(Records from a collection)
····················
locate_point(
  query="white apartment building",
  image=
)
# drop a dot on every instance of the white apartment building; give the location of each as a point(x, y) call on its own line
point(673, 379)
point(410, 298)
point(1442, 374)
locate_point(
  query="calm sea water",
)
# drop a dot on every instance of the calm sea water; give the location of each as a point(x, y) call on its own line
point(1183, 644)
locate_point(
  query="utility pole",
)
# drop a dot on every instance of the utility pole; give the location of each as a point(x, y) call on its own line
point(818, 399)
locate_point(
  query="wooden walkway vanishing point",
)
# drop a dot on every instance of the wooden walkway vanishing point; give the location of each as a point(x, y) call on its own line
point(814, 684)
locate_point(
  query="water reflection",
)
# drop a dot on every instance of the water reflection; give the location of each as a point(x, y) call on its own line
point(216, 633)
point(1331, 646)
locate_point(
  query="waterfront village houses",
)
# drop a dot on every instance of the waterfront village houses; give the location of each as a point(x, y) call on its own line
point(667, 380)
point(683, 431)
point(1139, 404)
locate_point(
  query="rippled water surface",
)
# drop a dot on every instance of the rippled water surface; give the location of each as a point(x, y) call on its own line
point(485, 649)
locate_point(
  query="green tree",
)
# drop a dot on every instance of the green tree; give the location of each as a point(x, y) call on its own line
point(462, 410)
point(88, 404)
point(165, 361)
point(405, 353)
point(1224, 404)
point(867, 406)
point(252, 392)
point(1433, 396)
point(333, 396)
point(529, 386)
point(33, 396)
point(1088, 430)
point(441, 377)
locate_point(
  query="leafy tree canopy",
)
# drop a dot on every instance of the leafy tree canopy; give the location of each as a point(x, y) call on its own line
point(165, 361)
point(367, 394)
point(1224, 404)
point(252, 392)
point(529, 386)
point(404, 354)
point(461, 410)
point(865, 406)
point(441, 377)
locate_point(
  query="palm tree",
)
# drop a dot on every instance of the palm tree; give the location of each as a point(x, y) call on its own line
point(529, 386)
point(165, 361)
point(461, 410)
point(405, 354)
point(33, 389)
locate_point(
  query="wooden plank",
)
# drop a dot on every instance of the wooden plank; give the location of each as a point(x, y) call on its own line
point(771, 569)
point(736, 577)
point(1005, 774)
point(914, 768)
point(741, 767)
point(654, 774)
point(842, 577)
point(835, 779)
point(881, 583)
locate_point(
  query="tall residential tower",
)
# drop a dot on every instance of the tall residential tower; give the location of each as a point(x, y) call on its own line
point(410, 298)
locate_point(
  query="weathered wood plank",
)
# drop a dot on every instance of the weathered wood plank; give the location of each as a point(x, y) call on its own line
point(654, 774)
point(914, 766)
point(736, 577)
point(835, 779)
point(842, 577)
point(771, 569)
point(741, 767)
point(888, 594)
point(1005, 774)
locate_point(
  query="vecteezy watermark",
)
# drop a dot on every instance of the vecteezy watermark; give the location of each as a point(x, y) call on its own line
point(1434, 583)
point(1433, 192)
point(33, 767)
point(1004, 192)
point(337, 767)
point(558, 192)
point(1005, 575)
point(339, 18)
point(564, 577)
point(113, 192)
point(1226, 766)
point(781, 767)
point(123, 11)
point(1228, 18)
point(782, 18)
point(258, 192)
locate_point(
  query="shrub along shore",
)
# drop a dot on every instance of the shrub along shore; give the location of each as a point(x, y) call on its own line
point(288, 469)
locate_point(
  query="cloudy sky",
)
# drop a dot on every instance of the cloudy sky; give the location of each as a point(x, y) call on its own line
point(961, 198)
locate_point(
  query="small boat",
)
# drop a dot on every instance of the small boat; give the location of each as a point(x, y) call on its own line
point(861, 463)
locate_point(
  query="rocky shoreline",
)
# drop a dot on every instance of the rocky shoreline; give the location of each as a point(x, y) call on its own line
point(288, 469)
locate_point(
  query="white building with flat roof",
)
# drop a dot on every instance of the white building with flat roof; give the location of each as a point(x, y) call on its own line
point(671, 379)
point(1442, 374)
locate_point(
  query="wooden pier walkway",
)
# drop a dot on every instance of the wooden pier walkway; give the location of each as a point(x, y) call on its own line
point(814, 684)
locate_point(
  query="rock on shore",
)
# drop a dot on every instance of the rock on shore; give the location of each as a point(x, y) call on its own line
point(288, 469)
····················
**Written problem**
Reproduce the listing shown above in its entirety, exactly.

**Answer for this exercise**
locate_point(
  query="white apartment building",
  image=
)
# drop a dot on every instance of the white apartment building; give the location of each as a point(x, y) call on its own line
point(673, 379)
point(410, 298)
point(1442, 374)
locate_point(
  query="calm sea water",
)
# drop a dot on every instance of the calm sea water; give the location of each as a point(x, y) call on its own line
point(1183, 644)
locate_point(
  query="utility pole",
)
# drop a dot on every instance of the utility pole; give the location of each as a point(x, y) call on its own line
point(818, 399)
locate_point(
  query="wooden walkway vanishing point",
)
# drop a dot on every instance of the wooden walkway vanishing point; give the location of each as a point(x, y) call on its own line
point(814, 684)
locate_point(
  query="water reflection",
)
# drop a dot on every instance of the water reflection; give the location of each as a point(x, y) call on its own line
point(216, 633)
point(1331, 646)
locate_point(
  query="waterfront village houses",
)
# drop a dot on every instance of the waterfront village houses; give the location of each as a point(x, y) call on its own line
point(667, 380)
point(683, 431)
point(1139, 404)
locate_point(
  query="rippled water surface",
)
# drop a dot on every instance of the rippled water surface; give the location of each as a point(x, y) call on its own line
point(485, 649)
locate_point(
  query="green tree",
)
# drop a dot on every instance of the green tree; give the location of each as a point(x, y) call on its own line
point(462, 410)
point(88, 404)
point(165, 361)
point(405, 353)
point(1224, 404)
point(867, 406)
point(252, 392)
point(1433, 396)
point(333, 396)
point(529, 386)
point(33, 396)
point(1088, 430)
point(441, 377)
locate_point(
  query="leafy tree canopy",
)
# drop a dot on every instance of the leafy tree canopy; give the location of each as a point(x, y) call on its own line
point(165, 361)
point(367, 394)
point(1224, 404)
point(252, 392)
point(529, 386)
point(404, 354)
point(461, 410)
point(865, 406)
point(441, 377)
locate_point(
  query="palm tree",
)
# drop a dot on every instance of the palm tree; give the location of each as a point(x, y) call on its own line
point(529, 386)
point(165, 361)
point(461, 410)
point(405, 354)
point(33, 389)
locate_point(
  query="wooden plank",
)
# drop a dot on every instance of the wooden plank; give the location of each as a point(x, y) call on its own line
point(771, 569)
point(736, 577)
point(1005, 774)
point(914, 768)
point(741, 767)
point(654, 774)
point(842, 577)
point(835, 779)
point(881, 583)
locate_point(
  query="tall residential tower",
)
# drop a dot on every instance of the tall residential tower; give the location of each as a point(x, y) call on its own line
point(410, 298)
locate_point(
  query="weathered wood plank",
)
# drop a dot on every instance of the weathered wood plank; give the location of each as a point(x, y) call on its own line
point(654, 774)
point(914, 766)
point(736, 577)
point(835, 779)
point(842, 577)
point(771, 569)
point(741, 767)
point(888, 594)
point(1005, 774)
locate_point(
  query="vecteezy watermark",
)
# drop a dot on every instance of the vecteezy watermark; give the location of each as a point(x, y) call on its own line
point(1434, 583)
point(1433, 192)
point(33, 767)
point(1004, 192)
point(337, 767)
point(558, 192)
point(1005, 575)
point(339, 18)
point(564, 577)
point(113, 192)
point(1226, 766)
point(781, 767)
point(123, 11)
point(1228, 18)
point(782, 18)
point(258, 192)
locate_point(
  query="shrub along shore",
)
# drop a dot on every instance of the shrub along shore; give the location of each as a point(x, y) call on its own line
point(288, 469)
locate_point(
  query="cloudy sky",
)
# drop a dot on every instance of the cloudy sky; give the location of each as a point(x, y) call on its own line
point(961, 198)
locate_point(
  query="small boat",
)
# drop a dot on every instance of the small boat; give the location of each as a point(x, y) call on its own line
point(861, 463)
locate_point(
  query="rocky shoreline",
)
# drop a dot on every instance of the rocky shoreline; give the location of each as a point(x, y) call on its own line
point(288, 469)
locate_point(
  query="white building with flat roof",
)
# drop a dot on every instance of the white building with flat roof; give the location of each as a point(x, y) call on its own line
point(671, 379)
point(1442, 374)
locate_point(
  query="wooden pier walkway",
)
# drop a dot on every instance of the wooden pier walkway; give the location of each as a point(x, y) call on its own line
point(814, 684)
locate_point(
  query="rock on shore",
)
# drop a dot on every instance of the rock on shore; give the location of each as a point(x, y) call on its own line
point(288, 469)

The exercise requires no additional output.